Lionel ZINSOU - Hélas oui, cette phase intermédiaire risque de durer encore dix ans. C’est pourquoi il est urgent de passer à des politiques publiques totalement tournées vers l’augmentation de l’emploi. L’économie produit spontanément des emplois informels. On dépassera ce stade par une forte augmentation de l’investissent et par l’innovation technologique.
C’est un travail de longue haleine parce que vous ne créez pas un secteur manufacturier ou tertiaire moderne très rapidement. Vous avez besoin d’infrastructures, de capital, d’une population active formée, d’ingénieurs, de cadres intermédiaires, de techniciens… et de capitaines d’industrie – n’oublions pas les entrepreneurs !

*Données fournies:*
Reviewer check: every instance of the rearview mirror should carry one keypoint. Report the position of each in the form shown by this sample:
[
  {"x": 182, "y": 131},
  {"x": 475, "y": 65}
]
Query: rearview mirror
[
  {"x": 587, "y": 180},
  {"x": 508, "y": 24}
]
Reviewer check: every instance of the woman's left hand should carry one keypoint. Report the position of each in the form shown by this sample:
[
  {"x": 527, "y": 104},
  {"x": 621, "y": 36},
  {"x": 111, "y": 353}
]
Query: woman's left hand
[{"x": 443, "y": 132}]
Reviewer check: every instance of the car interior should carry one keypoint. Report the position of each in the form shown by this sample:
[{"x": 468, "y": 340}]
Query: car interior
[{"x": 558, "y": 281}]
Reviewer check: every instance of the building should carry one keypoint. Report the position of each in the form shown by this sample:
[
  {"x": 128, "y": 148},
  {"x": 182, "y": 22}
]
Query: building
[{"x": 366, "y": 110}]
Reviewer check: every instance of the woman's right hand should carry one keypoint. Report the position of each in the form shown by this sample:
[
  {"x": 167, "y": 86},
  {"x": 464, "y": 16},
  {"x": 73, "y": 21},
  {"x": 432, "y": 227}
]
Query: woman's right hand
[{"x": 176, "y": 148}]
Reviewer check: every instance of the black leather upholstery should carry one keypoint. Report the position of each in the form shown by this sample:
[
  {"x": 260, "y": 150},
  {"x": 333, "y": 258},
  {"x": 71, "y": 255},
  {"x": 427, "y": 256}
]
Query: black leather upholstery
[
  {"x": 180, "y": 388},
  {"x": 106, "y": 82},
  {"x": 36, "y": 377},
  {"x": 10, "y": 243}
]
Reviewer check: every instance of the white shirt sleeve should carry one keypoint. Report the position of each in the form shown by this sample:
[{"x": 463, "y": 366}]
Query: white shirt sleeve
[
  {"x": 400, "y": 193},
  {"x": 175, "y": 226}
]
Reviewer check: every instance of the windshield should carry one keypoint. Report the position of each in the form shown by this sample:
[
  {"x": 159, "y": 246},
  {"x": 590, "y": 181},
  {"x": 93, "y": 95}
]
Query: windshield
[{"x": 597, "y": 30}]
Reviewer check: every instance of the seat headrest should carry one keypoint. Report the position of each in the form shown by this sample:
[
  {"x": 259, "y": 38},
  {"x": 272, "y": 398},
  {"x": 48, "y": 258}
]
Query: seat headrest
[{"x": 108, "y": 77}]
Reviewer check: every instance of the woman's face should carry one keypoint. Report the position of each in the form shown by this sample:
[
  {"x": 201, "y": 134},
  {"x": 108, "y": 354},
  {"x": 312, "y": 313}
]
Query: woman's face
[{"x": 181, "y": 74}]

*Consigne écrite A:* Relevez chaque ligne de la liste où figure le mot « hand », en tenant compte de la casse.
*Consigne écrite B:* Rédigez la suite de l'extrait consacré à la création d'emplois, en reprenant juste après sa dernière phrase.

*Réponse A:*
Reviewer check: every instance of the woman's left hand should carry one keypoint. Report the position of each in the form shown by this sample:
Query: woman's left hand
Reviewer check: every instance of the woman's right hand should carry one keypoint. Report the position of each in the form shown by this sample:
Query: woman's right hand

*Réponse B:*
C’est donc par une combinaison de nombreux facteurs que l’on avance ! Mais c’est possible ! Voyez les réussites remarquables du Maroc, dans des secteurs d’activité inexistants il y a vingt ans : une filière automobile complète dont le taux d’intégration progresse, une filière aéronautique forte, une filière florissante de composants électroniques…

Vous évoquez la filière automobile, dont on peut considérer qu’elle a rencontré un succès fulgurant, puisqu’elle est devenue en sept ans le premier poste d’exportation du Maroc, devant les traditionnels phosphates…

Lionel ZINSOU - Dans ce cas, on constate que le Maroc a avancé très vite sur la construction de l’offre, en s’appuyant sur la demande européenne. C’est un réel grand succès, mais on n’a encore rien vu : le marché automobile africain va entrer dans une phase où il progressera de 10 % l’an, à la chinoise ! On peut pronostiquer qu’avec celles de quelques autres pays – Afrique du Sud, Nigeria, Égypte… – l’industrie automobile marocaine est bien partie !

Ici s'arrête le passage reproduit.